WORK TASK A ▸
In the blog excerpt, which reaction does the rate-law exercise work through?
WORK TASK B ▸
Write out word for word the stretch of the blog excerpt from "In DynoChem's Fitting" through "for process decisions.".

We've been working away for a little while now with a group of customers to develop improved models for Lyophilization.  The fruits of these labours are available as the current Lyo model in DynoChem Resources.  This handles multi-component (e.g. water, acetic acid) freezing (rate-based approach to SLE) and sublimation (rate-based approach to SVE), with pressure-dependent heat transfer, radiation and a sublimation rate that depends on the thickness of the dry product layer.  You can obtain a predictive model for your system using this template and a few key experiments.

In researching the field while putting this model together, among Mike Pikal's excellent writings we found this useful presentation from a meeting in Bologna, 2012 [The Scientific Basis of QbD: Developing a Scientifically Sound Formulation and Optimizing the Lyophilization Process] and our favourite slide from the deck is reproduced below.

We are used to delivering this message in the context of characterizing, optimizing and scaling other unit operations (e.g. reactions, crystallization) and it is no surprise to see that the same principles hold for Lyo.

Download the model to simulate Lyophilization, fit parameters, predict scale-up and optimize. Download the full slide deck for a good introduction to Lyo.

Wednesday, August 23, 2017

Finding the rate law / reaction mechanism: exercise shows the way

We highly recommend that chemists and engineers involved in kinetic modeling take our dedicated exercise that focuses on determining the correct rate law.

In DynoChem's Fitting window, it is easy to quickly try different parameter fitting options and especially select different groups of parameter to fit. When confronted with new data, models can be adapted and further developed, in this case to better capture the reaction mechanism.

This exercise takes you through that workflow using  the Menschutkin reaction of 3,4-dimethoxybenzyl bromide and 3-chloro-pyridine:

A handful of well-controlled experiments followed by sampling together with use of the DynoChem Fitting window allows the single-line reaction to be broken out into a series of elementary steps that better represent the chemistry.  On this foundation, users build a model suitable for reaction optimization and scale-up, saving unnecessary experiments and providing a sound basis for process decisions.

Data records:
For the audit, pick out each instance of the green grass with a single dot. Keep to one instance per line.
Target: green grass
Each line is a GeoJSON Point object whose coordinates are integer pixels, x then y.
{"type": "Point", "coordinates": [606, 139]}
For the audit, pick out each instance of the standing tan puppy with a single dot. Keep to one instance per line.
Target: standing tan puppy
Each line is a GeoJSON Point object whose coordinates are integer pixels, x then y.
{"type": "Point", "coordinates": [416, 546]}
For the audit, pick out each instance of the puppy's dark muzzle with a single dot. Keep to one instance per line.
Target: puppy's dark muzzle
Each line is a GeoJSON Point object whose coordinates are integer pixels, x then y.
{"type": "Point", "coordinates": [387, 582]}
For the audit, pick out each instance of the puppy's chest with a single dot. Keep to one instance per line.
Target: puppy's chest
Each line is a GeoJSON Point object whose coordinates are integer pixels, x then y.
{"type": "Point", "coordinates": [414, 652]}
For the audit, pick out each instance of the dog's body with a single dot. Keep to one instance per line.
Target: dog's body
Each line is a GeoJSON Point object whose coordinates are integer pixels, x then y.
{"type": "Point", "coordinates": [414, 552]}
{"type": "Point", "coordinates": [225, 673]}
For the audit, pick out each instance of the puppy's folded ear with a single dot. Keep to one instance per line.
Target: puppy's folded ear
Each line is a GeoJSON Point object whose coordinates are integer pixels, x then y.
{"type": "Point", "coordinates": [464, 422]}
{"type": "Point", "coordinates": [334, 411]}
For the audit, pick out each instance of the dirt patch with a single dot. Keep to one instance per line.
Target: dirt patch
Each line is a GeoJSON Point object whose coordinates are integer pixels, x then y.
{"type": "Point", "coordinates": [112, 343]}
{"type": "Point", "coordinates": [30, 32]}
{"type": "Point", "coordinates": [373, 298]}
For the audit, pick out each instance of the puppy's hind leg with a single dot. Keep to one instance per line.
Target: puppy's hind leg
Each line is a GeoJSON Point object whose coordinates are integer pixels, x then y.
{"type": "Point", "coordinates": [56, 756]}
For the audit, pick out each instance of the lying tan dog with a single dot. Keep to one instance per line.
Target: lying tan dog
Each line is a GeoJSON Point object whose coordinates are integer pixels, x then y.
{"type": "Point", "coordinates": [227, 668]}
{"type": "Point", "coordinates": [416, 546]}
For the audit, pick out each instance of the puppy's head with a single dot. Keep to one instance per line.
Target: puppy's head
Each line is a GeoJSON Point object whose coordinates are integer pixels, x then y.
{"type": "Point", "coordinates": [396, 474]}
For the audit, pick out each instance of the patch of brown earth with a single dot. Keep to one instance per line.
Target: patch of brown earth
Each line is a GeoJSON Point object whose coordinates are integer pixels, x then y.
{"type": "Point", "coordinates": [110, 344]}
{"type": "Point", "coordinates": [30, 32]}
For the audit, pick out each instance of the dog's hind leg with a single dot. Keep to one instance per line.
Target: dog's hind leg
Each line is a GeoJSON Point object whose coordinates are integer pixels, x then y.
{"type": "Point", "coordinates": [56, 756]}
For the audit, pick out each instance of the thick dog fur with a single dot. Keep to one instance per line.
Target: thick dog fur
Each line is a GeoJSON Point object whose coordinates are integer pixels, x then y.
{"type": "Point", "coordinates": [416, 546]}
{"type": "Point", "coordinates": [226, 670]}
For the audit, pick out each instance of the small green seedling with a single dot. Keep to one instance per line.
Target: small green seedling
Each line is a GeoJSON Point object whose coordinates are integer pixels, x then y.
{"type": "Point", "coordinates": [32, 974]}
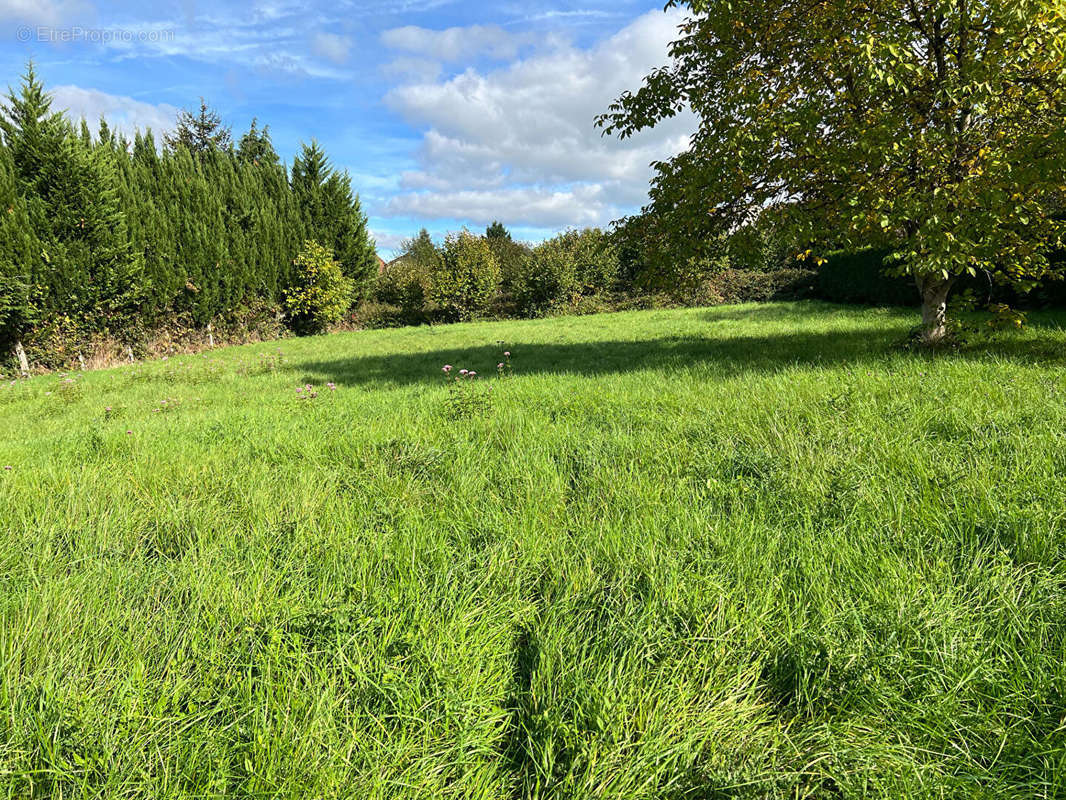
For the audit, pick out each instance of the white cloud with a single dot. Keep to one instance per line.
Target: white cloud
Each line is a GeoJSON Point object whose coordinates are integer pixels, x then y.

---

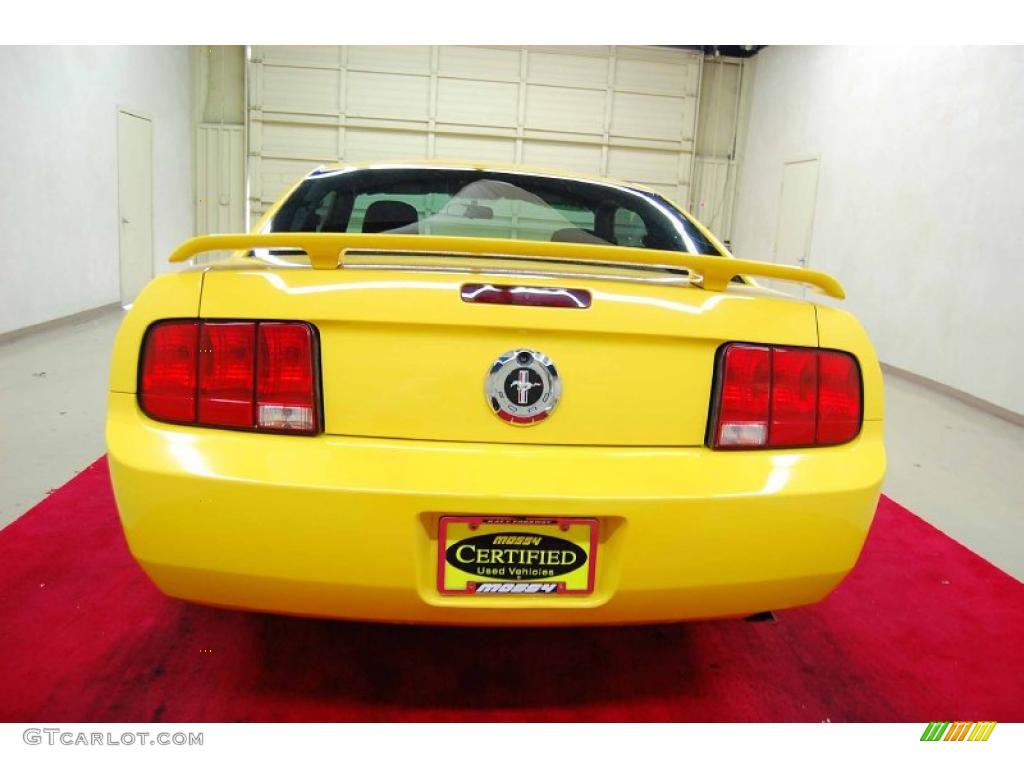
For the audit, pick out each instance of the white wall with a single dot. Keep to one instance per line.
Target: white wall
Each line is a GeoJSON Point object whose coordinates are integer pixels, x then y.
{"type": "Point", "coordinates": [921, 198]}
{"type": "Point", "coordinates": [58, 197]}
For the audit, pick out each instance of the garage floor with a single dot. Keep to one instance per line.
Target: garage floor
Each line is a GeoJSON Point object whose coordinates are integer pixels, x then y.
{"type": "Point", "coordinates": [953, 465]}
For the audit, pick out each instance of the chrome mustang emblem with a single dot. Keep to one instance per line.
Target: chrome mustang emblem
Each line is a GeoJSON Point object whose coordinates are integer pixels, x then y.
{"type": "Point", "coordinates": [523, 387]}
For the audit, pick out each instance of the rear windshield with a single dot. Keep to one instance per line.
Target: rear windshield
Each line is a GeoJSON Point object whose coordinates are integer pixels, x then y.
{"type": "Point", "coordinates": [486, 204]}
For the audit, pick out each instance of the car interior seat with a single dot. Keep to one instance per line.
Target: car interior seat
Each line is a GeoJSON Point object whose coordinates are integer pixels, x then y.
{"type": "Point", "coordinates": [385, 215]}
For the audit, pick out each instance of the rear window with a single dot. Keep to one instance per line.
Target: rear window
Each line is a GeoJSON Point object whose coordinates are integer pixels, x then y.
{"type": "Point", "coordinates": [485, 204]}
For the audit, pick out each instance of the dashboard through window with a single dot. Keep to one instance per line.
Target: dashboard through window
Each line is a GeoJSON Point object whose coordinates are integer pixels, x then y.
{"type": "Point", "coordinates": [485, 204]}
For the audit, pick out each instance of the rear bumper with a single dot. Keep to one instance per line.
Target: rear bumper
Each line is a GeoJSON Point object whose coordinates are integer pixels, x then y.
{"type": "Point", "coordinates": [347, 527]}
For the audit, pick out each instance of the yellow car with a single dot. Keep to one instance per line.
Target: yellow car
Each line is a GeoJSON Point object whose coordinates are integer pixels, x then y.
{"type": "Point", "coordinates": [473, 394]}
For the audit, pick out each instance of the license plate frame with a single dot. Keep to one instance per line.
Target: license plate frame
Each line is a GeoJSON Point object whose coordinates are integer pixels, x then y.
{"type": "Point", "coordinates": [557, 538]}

--

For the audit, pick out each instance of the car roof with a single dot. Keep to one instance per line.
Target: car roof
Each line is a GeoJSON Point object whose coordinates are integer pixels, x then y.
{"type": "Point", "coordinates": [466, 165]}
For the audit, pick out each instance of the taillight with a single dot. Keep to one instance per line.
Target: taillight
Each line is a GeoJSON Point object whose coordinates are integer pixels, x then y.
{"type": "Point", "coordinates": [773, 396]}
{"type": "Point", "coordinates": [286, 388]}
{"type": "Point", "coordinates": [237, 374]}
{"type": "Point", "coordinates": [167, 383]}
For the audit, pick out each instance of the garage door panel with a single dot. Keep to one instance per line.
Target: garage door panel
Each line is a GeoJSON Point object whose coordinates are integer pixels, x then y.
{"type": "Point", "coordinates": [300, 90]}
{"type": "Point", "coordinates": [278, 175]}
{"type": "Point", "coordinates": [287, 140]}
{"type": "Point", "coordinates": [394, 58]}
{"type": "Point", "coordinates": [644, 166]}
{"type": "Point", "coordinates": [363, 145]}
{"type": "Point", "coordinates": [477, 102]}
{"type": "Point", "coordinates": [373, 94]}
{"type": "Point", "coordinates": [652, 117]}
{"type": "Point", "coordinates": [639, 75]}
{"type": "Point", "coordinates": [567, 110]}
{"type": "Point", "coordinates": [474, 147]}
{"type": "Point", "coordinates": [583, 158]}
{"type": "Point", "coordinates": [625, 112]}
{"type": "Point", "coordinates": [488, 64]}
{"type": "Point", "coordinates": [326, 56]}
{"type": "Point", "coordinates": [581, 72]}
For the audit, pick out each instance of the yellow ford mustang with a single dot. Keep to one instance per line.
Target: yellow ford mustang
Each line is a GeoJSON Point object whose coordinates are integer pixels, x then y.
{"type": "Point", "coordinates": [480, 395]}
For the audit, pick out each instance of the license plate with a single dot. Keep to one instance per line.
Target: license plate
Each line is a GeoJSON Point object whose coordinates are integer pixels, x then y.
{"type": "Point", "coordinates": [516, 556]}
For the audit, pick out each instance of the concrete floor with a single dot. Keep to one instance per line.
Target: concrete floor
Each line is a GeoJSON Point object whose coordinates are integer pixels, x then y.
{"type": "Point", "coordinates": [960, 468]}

EXERCISE SOLUTION A ▸
The Menschutkin reaction of 3,4-dimethoxybenzyl bromide and 3-chloro-pyridine.

EXERCISE SOLUTION B ▸
In DynoChem's Fitting window, it is easy to quickly try different parameter fitting options and especially select different groups of parameter to fit. When confronted with new data, models can be adapted and further developed, in this case to better capture the reaction mechanism.

This exercise takes you through that workflow using  the Menschutkin reaction of 3,4-dimethoxybenzyl bromide and 3-chloro-pyridine:

A handful of well-controlled experiments followed by sampling together with use of the DynoChem Fitting window allows the single-line reaction to be broken out into a series of elementary steps that better represent the chemistry.  On this foundation, users build a model suitable for reaction optimization and scale-up, saving unnecessary experiments and providing a sound basis for process decisions.